▸ **AIM**
Reproduce verbatim the lines of the listing below, starting at the line that contains "Each instance of the hiker with green" and running through the last line of the listing, inclusive.

▸ **TASK INPUT**
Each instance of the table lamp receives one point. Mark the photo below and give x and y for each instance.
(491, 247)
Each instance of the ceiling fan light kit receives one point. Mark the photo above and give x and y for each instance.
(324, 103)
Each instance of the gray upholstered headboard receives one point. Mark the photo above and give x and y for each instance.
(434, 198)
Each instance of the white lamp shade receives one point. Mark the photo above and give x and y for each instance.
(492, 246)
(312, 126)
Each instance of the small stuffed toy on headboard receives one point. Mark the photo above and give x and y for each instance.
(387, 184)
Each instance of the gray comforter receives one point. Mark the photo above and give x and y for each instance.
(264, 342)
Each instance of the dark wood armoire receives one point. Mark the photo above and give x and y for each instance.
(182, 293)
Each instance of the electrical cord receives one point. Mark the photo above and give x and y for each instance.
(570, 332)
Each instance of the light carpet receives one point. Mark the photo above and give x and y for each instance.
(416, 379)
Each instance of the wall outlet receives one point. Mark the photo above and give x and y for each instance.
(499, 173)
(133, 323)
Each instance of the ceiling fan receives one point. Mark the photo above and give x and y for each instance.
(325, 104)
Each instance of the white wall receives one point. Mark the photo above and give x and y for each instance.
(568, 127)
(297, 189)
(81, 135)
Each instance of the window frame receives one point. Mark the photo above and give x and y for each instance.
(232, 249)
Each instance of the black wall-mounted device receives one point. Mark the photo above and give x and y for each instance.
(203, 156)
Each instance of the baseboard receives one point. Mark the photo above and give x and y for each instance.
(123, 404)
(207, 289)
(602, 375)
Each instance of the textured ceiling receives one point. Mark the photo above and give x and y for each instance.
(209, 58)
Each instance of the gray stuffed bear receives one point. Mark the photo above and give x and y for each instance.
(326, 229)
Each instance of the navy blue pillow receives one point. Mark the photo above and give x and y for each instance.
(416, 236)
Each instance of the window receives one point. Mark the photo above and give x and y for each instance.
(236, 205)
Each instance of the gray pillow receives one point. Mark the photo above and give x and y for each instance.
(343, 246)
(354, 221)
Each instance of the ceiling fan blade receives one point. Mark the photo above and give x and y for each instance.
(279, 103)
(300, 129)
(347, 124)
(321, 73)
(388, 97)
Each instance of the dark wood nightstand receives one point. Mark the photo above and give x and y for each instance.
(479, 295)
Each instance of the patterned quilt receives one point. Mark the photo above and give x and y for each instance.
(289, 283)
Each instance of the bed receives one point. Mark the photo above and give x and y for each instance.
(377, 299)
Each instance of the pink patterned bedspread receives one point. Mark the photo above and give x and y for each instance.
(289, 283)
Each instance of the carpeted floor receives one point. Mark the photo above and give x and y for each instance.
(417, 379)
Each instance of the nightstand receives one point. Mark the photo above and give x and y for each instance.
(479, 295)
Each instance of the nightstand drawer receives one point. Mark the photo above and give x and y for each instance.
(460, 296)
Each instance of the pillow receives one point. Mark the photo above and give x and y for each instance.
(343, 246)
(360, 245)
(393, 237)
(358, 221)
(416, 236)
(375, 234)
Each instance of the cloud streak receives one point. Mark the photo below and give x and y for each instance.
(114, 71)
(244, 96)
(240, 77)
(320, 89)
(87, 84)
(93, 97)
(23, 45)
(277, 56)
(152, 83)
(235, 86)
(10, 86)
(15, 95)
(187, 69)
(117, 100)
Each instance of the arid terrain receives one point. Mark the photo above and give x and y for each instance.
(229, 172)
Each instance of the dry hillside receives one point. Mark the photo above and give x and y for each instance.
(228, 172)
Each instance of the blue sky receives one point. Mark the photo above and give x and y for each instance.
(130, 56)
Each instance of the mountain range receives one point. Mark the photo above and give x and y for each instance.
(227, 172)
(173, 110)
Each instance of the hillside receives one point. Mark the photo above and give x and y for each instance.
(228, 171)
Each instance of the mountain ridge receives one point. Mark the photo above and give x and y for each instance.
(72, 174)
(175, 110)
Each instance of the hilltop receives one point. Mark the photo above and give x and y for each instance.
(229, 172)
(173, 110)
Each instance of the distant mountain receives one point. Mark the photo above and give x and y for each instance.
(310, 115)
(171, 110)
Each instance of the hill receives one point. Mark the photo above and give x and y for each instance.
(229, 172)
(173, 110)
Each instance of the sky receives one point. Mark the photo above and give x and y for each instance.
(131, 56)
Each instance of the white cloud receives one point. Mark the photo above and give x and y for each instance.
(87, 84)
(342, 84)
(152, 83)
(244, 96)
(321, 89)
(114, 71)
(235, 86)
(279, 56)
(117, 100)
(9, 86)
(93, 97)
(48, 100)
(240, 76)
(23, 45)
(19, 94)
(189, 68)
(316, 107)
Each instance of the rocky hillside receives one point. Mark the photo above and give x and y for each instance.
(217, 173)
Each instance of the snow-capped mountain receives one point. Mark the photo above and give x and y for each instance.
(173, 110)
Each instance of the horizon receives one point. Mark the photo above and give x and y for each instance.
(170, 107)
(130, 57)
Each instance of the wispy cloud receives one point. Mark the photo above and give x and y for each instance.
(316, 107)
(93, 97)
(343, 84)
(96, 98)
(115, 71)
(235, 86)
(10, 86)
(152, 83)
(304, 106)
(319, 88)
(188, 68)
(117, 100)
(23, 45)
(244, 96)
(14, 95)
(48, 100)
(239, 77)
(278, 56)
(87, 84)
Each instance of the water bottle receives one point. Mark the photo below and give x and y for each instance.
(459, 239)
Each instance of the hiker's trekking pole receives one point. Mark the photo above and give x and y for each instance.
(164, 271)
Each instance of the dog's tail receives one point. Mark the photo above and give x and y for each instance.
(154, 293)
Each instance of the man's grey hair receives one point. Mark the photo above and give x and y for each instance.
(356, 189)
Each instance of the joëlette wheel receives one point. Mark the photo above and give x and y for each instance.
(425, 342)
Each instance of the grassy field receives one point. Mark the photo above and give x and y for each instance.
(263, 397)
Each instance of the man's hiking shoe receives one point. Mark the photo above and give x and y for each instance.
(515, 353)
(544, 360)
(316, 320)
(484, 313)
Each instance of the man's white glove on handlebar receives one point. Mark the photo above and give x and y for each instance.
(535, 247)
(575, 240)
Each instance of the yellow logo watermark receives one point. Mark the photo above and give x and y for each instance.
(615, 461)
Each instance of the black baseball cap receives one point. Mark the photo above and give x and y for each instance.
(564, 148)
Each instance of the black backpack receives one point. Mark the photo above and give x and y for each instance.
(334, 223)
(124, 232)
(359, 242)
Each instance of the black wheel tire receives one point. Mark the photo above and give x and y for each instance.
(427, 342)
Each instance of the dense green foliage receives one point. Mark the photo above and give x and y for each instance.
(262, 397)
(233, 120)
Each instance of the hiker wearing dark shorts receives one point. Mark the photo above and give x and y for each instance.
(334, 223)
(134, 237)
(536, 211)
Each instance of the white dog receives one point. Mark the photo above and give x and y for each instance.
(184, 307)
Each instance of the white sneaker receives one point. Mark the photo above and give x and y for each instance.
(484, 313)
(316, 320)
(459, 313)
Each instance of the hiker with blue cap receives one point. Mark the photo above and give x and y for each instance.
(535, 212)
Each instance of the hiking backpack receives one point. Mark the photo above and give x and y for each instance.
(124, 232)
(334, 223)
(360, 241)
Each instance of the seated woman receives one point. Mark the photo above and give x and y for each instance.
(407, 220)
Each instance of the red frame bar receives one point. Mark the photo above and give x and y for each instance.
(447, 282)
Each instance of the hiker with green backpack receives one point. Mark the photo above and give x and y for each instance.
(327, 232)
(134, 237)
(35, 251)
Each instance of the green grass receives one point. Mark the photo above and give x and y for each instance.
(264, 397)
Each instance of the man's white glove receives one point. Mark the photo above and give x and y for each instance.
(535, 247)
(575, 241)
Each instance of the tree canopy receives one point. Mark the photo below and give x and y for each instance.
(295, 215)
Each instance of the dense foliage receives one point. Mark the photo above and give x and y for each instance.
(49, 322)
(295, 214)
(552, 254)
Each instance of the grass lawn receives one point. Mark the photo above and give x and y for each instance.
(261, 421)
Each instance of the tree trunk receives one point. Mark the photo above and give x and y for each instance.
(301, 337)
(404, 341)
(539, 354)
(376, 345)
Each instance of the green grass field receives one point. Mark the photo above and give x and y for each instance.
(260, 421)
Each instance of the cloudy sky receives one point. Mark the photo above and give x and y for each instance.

▸ **TASK SOLUTION**
Each instance of the hiker with green backpack receives one point. Mark the photo above and give x and y for each instance.
(327, 232)
(134, 237)
(35, 251)
Each instance of the green grass receives one point. Mark the photo above and give x and y for each instance.
(264, 397)
Each instance of the man's white glove receives one point. Mark the photo above and give x and y for each instance.
(535, 247)
(575, 241)
Each instance of the tree canopy receives one point. Mark the photo below and give x and y for each instance.
(295, 215)
Each instance of the dense foliage receives one point. Mark the photo above and give x and y for each instance.
(49, 322)
(295, 214)
(552, 254)
Each instance of the grass lawn receives one point. Mark the photo above and give x and y for each instance.
(261, 421)
Each instance of the tree trunk receives one point. Mark the photo above and give x and y for each instance.
(301, 337)
(404, 341)
(539, 354)
(376, 345)
Each instance of the green grass field receives one point. Mark the photo above and give x and y for each instance.
(260, 421)
Each instance of the cloudy sky receives one point. Mark the photo above and give x and y for each instance.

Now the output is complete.